▸ PAGE TEXT
** START **

With each booking, delightful singer Maude Maggart stresses a different side of her stage personality. She is especially playful in her enjoyable new show at the Oak Room Supper Club in the Algonquin Hotel (February 15-March 12, 2011). Appearing in a red dress with her left shoulder bared, she looks appealing even before she launches into her title selection, Irving Berlin’s “Everybody’s Doin’ It,” to which she adds perky body movements that accent the fun and sexiness she is injecting. She also ends the show with a reprise of the number, and by that time she has won over the audience with her overall spirited, congenial performance.
Maggart never presses too hard. Her voice is pleasing, as are her interpretations, and throughout she has a relaxed demeanor. If she happens to momentarily forget a lyric, it doesn’t throw her. She uses the occasion to further connect with the crowd. Nor does she indulge in excess banter. On the opening night performance I attended, not until she had sung seven songs did she have anything to say. Until that point, she had let her music do the only talking.
She followed the theme song with ”Swinging on a Star,” “Luck be a Lady,” “I Wished on the Moon,” “I Wish It So,” “They All Laughed” and “Everybody Says Don’t.” That combination indicated the variety of what she can do, especially with a number like Marc Blitzstein’s “I Wish It So” and Stephen Sondheim’s tricky “Everybody Says Don’t.” Later she injected much tenderness into Sondheim’s “Anyone Can Whistle.”

** END **

▸ SHORT EXERCISE 1
Tell whether each statement agrees with the review, answering yes or no and quoting the words of the review that settle it: (a) Maggart performed in a blue dress. (b) She spoke to the audience before singing anything. (c) She closed the show by reprising her title number.
▸ SHORT EXERCISE 2
According to the review, where is Maude Maggart's new show being performed?
▸ SHORT EXERCISE 3
Repeat word for word the part of the review from "Maggart never presses" to "the only talking.".

▸ DATA
** START **

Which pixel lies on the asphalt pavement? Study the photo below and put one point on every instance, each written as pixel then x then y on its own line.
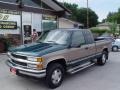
pixel 93 78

** END **

▸ FULL RESPONSE 1
(a) No: "Appearing in a red dress with her left shoulder bared"
(b) No: "not until she had sung seven songs did she have anything to say"
(c) Yes: "She also ends the show with a reprise of the number"

▸ FULL RESPONSE 2
At the Oak Room Supper Club in the Algonquin Hotel.

▸ FULL RESPONSE 3
Maggart never presses too hard. Her voice is pleasing, as are her interpretations, and throughout she has a relaxed demeanor. If she happens to momentarily forget a lyric, it doesn’t throw her. She uses the occasion to further connect with the crowd. Nor does she indulge in excess banter. On the opening night performance I attended, not until she had sung seven songs did she have anything to say. Until that point, she had let her music do the only talking.